#### [Study text]

Without broader changes to boost the economy, the government’s recent fiscal surpluses will be unsustainable, economists say. But Milei has yet to secure a legislative win for measures that economists say are crucial to really turn around an economy choked off by high taxes and government regulations.
Milei is hoping the Senate will in the coming weeks approve a bill with some 230 articles that would privatize some state companies, loosen stiff labor regulations and increase government revenue by restoring the income tax that was eliminated last year.
That bill is a pared-back version of the government’s original legislation, which featured some 660 articles and faced stiff opposition in Congress, where Milei has little support.
The Milei administration hopes the bill’s approval will signal to investors that Milei is able to pass business-friendly reforms by working with an opposition he’s long berated as a “political caste.”
“It’s vital,” said Malcolm Dorson, senior portfolio manager at Global X, an exchange-traded fund provider in New York that has about $318 million invested in Argentina. “What is being tested is his ability to negotiate and form alliances with other parties.”
Any economic recovery will also eventually require lifting a complicated system of currency controls enacted by the previous, left-wing administration.
While those controls discourage investments, authorities say they can’t lift them yet as they lack reserves to meet demand for dollars.
“They know that by removing controls, it would unleash this huge pent-up demand for dollars,” said Sergi Lanau, who closely tracks Argentina at Oxford Economics, a London-based consulting firm. “He just can’t do it.”
Officials have said they need another $15 billion in reserves to lift the controls. Some of those funds could come from the country’s upcoming harvest of soybeans, a top export earner.
But economists say Argentina will likely need to go back to the IMF for fresh funds, which could be a hard sell after receiving a massive bailout a few years ago. Argentina now owes about $44 billion to the IMF stemming from its 2018 currency crisis.
Milei still has the support of a majority of Argentines, polls show, but confidence in the government has begun to erode as people grapple with the recession.

#### [Supplied material]
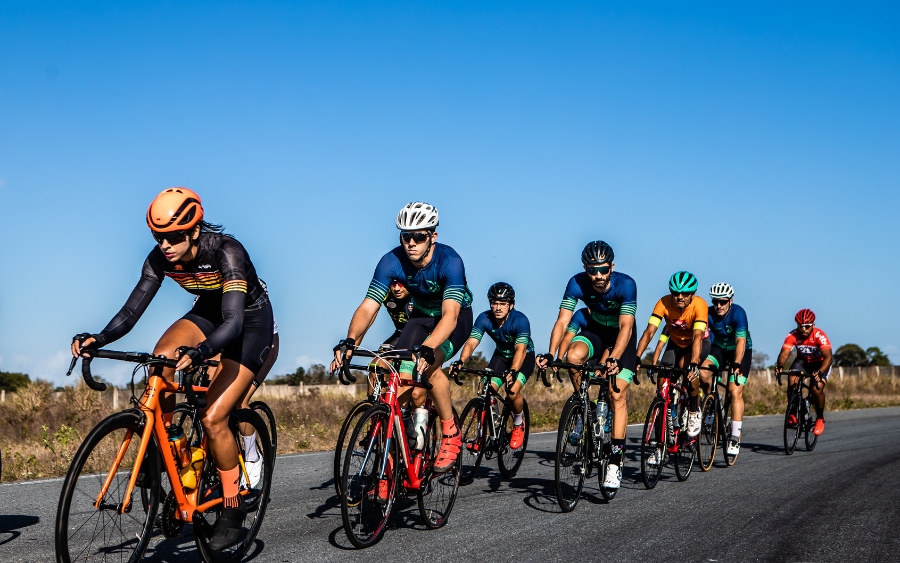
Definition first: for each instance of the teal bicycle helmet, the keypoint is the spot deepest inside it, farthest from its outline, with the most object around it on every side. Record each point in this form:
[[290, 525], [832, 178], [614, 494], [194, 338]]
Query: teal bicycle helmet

#### [Tasks to perform]
a) According to the text on Argentina's economy under Milei, how many articles did the government's original legislation contain?
b) Please continue the article on Milei and Argentina's economy from where it stops.

#### [Exercise answers]
a) Some 660 articles.

b)
Carolina Segovia used to receive food for her soup kitchen from the now closed Ministry of Social Development, whose headquarters was in a building with a mural of Evita Peron, the 1950s-era first lady whose social spending defined decades of Peronist policies.
Now, Segovia sells used clothing to buy food. For a T-shirt, she can get about 50 cents. A jacket is around $5. Jeans cost $2. If she sells enough, she can buy a couple bags of potatoes and some condiments.
“While there was hunger before, there is more now,” she said.
Even some of Milei’s supporters are growing weary.
Gabriel Pellizzon, the mayor of Los Surgentes, a town in the conservative agricultural heartland of Córdoba, said most people there still back Milei’s changes even as they struggle to pay higher utility bills. Locals, he said, now eat chicken burgers instead of the more expensive beef patties.
But he wants the government to eliminate taxes on soybean exports, a key source of state revenue that farmers have long said stifles their output. He also wouldn’t mind if Milei eases up on all the spending cuts.
“Society still backs him,” said Pellizzon. “But I’d tell him to stop a little bit, because people are dying of hunger.”
Milei said his measures will soon pay off for a country rich in farming, natural gas and minerals like lithium.
“You want to know how the economy is going to grow?” he said in another recent speech. “It’s going to go up like a scuba diver’s fart.”